But the leap from, “He should be in better shape” to “Trade him” is where the logic falls apart.
So did Shaquille O’Neal. So did James Harden. Both still produced MVP‑caliber stretches. Both were top‑five players in the league even when less than ideally conditioned.
As Rusty pointed out:
Luka, even at his worst conditioning, was still one of the five best players in the NBA.
The Mavericks’ former GM Nico Harrison was reportedly looking for an excuse to move him. The discipline narrative became a convenient justification—not a genuine basketball necessity.
Could Luka be better? Absolutely. Should he be pushed to maximize his conditioning? Of course.
But the idea that you move a generational offensive talent in his mid‑20s because he’s at 85 percent of his physical potential instead of 100 is the kind of impatience only a hot‑take ecosystem could normalize.
Shaq, Barkley, and the Bitterness of Time
Another viewer suggested that Shaquille O’Neal and Charles Barkley are “bitter” about the modern game because they know they could have been even better if they’d taken conditioning and skill development more seriously.

The task ::
Answer these questions using the commentary on Luka's conditioning:
1. Which two players are said to have produced MVP-caliber stretches despite less than ideal conditioning?
2. Who was reportedly looking for an excuse to move Luka?
3. Which two players does a viewer suggest are "bitter" about the modern game?
Draw answers solely from the commentary on Luka's conditioning.

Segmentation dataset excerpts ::
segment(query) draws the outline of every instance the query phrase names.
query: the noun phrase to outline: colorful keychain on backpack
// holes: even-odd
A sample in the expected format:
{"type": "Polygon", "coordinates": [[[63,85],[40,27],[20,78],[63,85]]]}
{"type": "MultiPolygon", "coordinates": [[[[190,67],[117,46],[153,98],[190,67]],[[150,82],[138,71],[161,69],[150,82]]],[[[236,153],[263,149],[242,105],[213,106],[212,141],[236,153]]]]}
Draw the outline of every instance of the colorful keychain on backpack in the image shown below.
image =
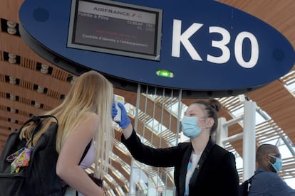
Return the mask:
{"type": "Polygon", "coordinates": [[[7,157],[7,161],[13,161],[11,163],[10,173],[19,173],[21,168],[29,165],[33,150],[33,146],[29,148],[24,147],[7,157]]]}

Solution for this problem ::
1. Shaquille O'Neal and James Harden.
2. Nico Harrison, the Mavericks' former GM.
3. Shaquille O'Neal and Charles Barkley.